• [EXCERPTED PASSAGE]
— Begin —

On Friday, June 26, 2015, moments after the Supreme Court’s decision to legalize same-sex marriage, I sat back and watched Facebook and Twitter explode. Less than a month prior, Bruce Jenner’s transgender transformation into his pseudonym, “Caitlyn,” sent shockwaves across the web (on that note, he’s still—and will always be—a man). Two months prior, hundreds of Baltimore citizens protested outside the Western District police station over Freddie Gray’s injuries he sustained during arrest while millions more rioted across the terrain of the Interwebs. And shortly before that time, “DeflateGate” rattled the sports world with allegations of cheating by famed athlete Tom Brady.

Digital Soapboxes

Suffice to say that no matter how trivial, tainted, or tragic the issue, social media facilitates an opportunity for chest-beating, opinion-wielding, “truth”-slinging voices to be shouted from atop a digital soapbox. On it, we throw proverbial stones, take sides, raise banners, dethrone leaders and exalt others, all while giving Rachael Ray a run for her money with our #foodie posts.

Adding to the mix, despite the issue, debate, or status update, our sense of gratification and genuine contribution as a society has become enmeshed in the emotional payoff of retweets, likes, favorites, tantalizing debates, shares, and comments. Aren’t we allowed to speak our opinion freely? Of course. Shouldn’t we speak unashamedly about our moral and ethical convictions? Certainly. As Christians, shouldn’t we fearlessly defend our faith as salt and light in the world? Most definitely. Shouldn’t we engage with our peers and spur each other on to enlightened thinking? Indeed.

So then…is it wrong? No.

Wisdom for the Ages (and for the masses)

— End —

• [INFORMATION GIVEN]
— Begin —

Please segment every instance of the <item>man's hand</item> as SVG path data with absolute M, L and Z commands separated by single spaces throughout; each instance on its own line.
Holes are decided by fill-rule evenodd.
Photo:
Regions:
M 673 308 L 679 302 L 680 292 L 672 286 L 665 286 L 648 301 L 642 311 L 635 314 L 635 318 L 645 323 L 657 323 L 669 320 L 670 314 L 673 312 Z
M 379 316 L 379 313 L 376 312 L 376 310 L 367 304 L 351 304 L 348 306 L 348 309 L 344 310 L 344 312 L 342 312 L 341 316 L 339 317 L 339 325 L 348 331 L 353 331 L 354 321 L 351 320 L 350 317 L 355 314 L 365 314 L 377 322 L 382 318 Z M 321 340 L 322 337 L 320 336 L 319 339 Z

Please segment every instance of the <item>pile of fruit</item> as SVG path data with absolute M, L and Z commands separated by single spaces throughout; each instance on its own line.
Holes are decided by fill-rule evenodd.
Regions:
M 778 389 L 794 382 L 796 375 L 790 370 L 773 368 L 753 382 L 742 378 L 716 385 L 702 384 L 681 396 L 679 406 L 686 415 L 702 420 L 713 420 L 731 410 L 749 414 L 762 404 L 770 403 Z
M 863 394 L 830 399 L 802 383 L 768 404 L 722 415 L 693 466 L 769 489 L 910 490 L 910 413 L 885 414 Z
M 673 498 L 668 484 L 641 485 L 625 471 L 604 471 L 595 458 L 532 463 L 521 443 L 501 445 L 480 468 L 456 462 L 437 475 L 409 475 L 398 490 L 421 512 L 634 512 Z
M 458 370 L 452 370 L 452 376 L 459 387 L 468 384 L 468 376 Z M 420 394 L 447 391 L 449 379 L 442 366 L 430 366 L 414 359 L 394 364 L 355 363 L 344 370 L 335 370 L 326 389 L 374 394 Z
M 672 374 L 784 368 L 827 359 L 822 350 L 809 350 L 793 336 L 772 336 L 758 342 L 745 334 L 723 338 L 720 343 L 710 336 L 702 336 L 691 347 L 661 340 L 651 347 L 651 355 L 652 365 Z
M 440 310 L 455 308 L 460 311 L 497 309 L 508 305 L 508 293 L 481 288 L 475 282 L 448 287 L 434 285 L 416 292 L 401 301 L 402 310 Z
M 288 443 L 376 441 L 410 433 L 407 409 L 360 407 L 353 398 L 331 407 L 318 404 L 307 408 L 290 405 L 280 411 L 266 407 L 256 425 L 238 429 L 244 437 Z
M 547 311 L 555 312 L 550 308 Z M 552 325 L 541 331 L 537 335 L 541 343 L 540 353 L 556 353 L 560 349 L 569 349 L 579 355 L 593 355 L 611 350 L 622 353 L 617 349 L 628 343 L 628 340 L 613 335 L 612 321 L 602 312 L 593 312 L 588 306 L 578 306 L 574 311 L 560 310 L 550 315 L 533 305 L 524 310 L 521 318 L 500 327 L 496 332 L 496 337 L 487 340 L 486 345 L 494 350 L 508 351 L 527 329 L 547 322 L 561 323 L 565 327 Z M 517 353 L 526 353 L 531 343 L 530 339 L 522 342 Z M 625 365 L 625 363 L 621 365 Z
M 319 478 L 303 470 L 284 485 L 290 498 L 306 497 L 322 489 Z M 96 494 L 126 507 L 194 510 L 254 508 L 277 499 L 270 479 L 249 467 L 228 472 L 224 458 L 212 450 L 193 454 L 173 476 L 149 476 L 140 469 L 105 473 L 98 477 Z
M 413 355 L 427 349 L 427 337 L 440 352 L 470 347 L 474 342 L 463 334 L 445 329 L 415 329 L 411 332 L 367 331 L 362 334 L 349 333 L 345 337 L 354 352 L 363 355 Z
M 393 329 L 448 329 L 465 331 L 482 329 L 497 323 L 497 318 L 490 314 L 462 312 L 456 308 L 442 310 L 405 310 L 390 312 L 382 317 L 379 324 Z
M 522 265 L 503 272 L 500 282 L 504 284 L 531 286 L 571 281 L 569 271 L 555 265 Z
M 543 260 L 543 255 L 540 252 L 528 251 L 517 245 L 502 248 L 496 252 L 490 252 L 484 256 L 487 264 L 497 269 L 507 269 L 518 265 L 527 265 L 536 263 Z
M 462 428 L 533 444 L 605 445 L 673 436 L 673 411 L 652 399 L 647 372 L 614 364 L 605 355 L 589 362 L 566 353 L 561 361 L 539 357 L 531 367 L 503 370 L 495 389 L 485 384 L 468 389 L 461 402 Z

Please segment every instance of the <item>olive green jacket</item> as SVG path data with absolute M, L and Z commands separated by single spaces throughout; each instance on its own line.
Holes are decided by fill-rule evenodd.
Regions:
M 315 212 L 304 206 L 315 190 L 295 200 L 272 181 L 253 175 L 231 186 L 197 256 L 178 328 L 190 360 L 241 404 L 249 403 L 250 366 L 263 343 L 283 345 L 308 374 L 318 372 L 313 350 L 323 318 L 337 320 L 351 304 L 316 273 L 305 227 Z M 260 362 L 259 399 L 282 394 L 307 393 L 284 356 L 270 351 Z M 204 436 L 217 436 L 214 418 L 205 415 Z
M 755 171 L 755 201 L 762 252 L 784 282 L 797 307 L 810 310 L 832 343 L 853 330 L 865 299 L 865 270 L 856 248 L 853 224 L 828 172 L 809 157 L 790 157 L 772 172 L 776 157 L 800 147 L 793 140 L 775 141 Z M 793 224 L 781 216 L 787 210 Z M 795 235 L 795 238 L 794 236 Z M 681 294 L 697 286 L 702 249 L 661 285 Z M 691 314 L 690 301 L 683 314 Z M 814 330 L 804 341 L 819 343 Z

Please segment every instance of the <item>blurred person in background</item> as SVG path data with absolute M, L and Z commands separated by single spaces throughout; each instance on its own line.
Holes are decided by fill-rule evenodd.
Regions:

— End —

• [PARTS OF THE EXERCISE]
(a) In the social media passage, where did hundreds of Baltimore citizens protest over Freddie Gray's injuries?
(b) How many lines of the listing contain the word "absolute"? Reply with the number only.

• [WRITTEN ANSWERS]
(a) Outside the Western District police station.

(b) 4